**Set problem:** Copy all records verbatim.

**Given records:**
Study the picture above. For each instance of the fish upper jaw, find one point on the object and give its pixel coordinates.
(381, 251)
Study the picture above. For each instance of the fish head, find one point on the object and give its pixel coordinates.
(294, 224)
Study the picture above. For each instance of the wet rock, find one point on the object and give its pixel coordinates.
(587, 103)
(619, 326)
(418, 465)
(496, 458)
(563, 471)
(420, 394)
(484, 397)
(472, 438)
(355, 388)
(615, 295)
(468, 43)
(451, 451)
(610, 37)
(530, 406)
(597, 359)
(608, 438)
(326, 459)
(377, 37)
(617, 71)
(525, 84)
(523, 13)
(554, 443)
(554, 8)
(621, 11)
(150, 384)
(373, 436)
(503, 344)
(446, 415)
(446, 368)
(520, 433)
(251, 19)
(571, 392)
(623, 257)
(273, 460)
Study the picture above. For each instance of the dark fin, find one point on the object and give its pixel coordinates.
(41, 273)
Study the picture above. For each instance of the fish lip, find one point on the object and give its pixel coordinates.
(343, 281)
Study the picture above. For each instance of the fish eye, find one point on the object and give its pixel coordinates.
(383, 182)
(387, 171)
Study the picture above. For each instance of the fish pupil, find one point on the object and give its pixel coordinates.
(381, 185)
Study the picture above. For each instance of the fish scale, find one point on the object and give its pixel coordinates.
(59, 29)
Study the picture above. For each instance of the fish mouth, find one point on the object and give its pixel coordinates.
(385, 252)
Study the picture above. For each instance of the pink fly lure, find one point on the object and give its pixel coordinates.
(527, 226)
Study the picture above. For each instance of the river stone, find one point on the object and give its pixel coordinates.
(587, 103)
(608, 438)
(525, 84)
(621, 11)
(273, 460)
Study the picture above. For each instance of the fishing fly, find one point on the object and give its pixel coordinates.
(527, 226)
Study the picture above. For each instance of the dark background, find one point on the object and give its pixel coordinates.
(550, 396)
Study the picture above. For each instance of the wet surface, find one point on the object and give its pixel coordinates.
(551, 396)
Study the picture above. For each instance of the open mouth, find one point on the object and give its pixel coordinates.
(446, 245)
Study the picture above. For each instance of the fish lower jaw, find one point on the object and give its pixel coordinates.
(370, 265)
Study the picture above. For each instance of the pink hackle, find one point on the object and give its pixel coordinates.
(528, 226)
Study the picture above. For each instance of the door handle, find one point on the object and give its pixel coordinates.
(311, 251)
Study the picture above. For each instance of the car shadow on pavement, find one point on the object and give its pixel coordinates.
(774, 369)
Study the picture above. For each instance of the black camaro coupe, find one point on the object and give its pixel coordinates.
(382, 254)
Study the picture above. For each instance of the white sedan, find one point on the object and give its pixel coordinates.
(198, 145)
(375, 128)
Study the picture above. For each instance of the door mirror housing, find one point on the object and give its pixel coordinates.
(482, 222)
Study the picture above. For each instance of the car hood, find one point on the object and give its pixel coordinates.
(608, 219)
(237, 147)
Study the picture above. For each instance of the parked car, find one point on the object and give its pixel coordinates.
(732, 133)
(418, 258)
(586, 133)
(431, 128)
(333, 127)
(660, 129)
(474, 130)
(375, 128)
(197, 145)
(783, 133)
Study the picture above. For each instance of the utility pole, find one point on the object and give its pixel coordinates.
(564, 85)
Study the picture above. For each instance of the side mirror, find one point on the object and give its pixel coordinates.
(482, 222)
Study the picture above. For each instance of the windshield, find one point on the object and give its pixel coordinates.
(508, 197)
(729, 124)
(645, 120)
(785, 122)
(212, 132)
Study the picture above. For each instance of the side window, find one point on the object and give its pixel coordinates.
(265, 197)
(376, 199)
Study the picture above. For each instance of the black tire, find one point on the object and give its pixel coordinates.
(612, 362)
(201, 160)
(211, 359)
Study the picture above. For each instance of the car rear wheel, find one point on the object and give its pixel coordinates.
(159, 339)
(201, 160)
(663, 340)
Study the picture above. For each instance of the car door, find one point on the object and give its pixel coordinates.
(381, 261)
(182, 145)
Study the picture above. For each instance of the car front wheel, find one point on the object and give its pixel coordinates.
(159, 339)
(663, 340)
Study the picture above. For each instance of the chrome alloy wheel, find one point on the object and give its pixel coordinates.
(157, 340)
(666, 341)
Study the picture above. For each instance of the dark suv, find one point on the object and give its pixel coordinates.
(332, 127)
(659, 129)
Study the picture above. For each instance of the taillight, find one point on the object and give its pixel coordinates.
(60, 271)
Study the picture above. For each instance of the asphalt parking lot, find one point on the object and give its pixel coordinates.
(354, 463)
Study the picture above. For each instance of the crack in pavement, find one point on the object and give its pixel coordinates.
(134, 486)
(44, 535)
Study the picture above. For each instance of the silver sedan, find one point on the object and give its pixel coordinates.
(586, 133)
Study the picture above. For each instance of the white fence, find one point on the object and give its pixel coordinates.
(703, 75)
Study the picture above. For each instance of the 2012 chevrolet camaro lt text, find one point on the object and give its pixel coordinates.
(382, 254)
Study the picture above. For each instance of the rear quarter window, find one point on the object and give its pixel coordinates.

**Result of this task:**
Study the picture above. For each instance of the fish upper jaw, find one point on the object and give its pixel coordinates.
(381, 251)
Study the picture above. For each instance of the fish head, find one point on the object and give its pixel coordinates.
(294, 224)
Study the picture above. For each instance of the wet rock, find one point on the object and give its pixel coordinates.
(587, 103)
(619, 326)
(418, 465)
(496, 458)
(563, 471)
(420, 394)
(484, 397)
(472, 438)
(355, 388)
(615, 295)
(468, 43)
(451, 451)
(610, 37)
(530, 406)
(597, 359)
(608, 438)
(326, 459)
(377, 37)
(617, 71)
(525, 84)
(523, 13)
(554, 443)
(554, 8)
(621, 11)
(150, 384)
(373, 436)
(503, 344)
(446, 415)
(446, 368)
(520, 433)
(251, 19)
(571, 392)
(623, 257)
(273, 460)
Study the picture above. For each instance of the dark fin, find one point on the object and give its pixel coordinates.
(41, 273)
Study the picture above. For each instance of the fish lip, find one point on the object and give its pixel coordinates.
(343, 281)
Study the picture above. For each instance of the fish eye, find one point on the object and give its pixel coordinates.
(383, 182)
(387, 171)
Study the picture above. For each instance of the fish pupil, find one point on the object and give its pixel coordinates.
(381, 185)
Study the picture above. For each instance of the fish scale, find one point on the object and give its pixel coordinates.
(59, 29)
Study the picture above. For each instance of the fish mouth, find one point on the object and give its pixel coordinates.
(385, 252)
Study the picture above. For each instance of the pink fly lure, find one point on the object and give its pixel coordinates.
(527, 226)
Study the picture above. For each instance of the river stone, find one point on the object and give its pixel coordinates.
(587, 103)
(608, 438)
(525, 84)
(621, 11)
(273, 460)
Study the picture above. For each instance of the fishing fly, find one point on the object and give its pixel coordinates.
(527, 226)
Study the picture above. For each instance of the dark background, find one point on the object and give its pixel coordinates.
(550, 396)
Study the picture above. For each instance of the wet surface, find one point on the object and give its pixel coordinates.
(551, 396)
Study the picture above. For each instance of the open mouth, find one point on the object and give its pixel coordinates.
(446, 245)
Study the picture above. For each instance of the fish lower jaw, find one point on the object and give its pixel coordinates.
(370, 265)
Study the picture above. For each instance of the pink hackle, find one point on the object and give its pixel coordinates.
(528, 226)
Study the picture above. For each instance of the door handle, find one point on the object and give its pixel coordinates.
(311, 251)
Study the picture above. For each instance of the car shadow on pavement, find one point on the object and give its pixel coordinates.
(774, 369)
Study the picture above. For each instance of the black camaro coupe, find one point on the object and give its pixel coordinates.
(382, 254)
Study the picture above. For each instance of the white sedan, find one point on the object and give its pixel coordinates.
(198, 145)
(375, 128)
Study the picture above. For each instance of the door mirror housing, find one point on the object and give its pixel coordinates.
(482, 222)
Study the picture above. For each instance of the car hood, find one point on the object and give its pixel coordinates.
(608, 219)
(237, 147)
Study the picture above. For each instance of the parked car, find one point on the object and give its pixel coordinates.
(732, 133)
(418, 258)
(586, 133)
(431, 128)
(333, 127)
(660, 129)
(474, 130)
(375, 128)
(197, 145)
(783, 133)
Study the picture above. For each instance of the utility pole, find one point on the object and give its pixel coordinates.
(564, 85)
Study the picture above. For each instance of the side mirror, find one point on the object and give its pixel coordinates.
(482, 222)
Study the picture above. For each instance of the windshield, find one point on the object and give its pixel coordinates.
(508, 197)
(729, 124)
(645, 120)
(785, 122)
(212, 132)
Study the picture above. For each instance of the side window, find one point on the object and give its pixel coordinates.
(265, 197)
(376, 199)
Study the picture above. For each instance of the black tire, find one point on the object and give its pixel coordinates.
(612, 362)
(201, 160)
(211, 359)
Study the picture above. For each instance of the car rear wheel, find one point on the object and give its pixel coordinates.
(159, 339)
(201, 160)
(663, 340)
Study the picture above. For each instance of the car door, find one point on the object and give its pixel coordinates.
(381, 261)
(182, 145)
Study the picture above. For each instance of the car front wheel, find one point on the object and give its pixel coordinates.
(159, 339)
(663, 340)
Study the picture above. For each instance of the chrome alloy wheel, find one point on the object and give its pixel coordinates.
(157, 340)
(666, 341)
Study the picture above. For each instance of the dark suv, find one point on the object and give its pixel coordinates.
(332, 127)
(659, 129)
Study the picture above. For each instance of the taillight, find one point on the object and give its pixel coordinates.
(60, 271)
Study the picture above. For each instance of the asphalt parking lot, find one point on the object and give its pixel coordinates.
(354, 463)
Study the picture above. For each instance of the crack in pavement, find one point on the object and give its pixel coordinates.
(134, 486)
(44, 535)
Study the picture above. For each instance of the silver sedan, find one point on the object and give its pixel coordinates.
(586, 133)
Study the picture above. For each instance of the white fence, find one point on the object and give its pixel coordinates.
(703, 75)
Study the picture above. For each instance of the 2012 chevrolet camaro lt text, find one point on the object and give its pixel coordinates.
(382, 254)
Study the picture above. For each instance of the rear quarter window, find one point on the object and give its pixel coordinates.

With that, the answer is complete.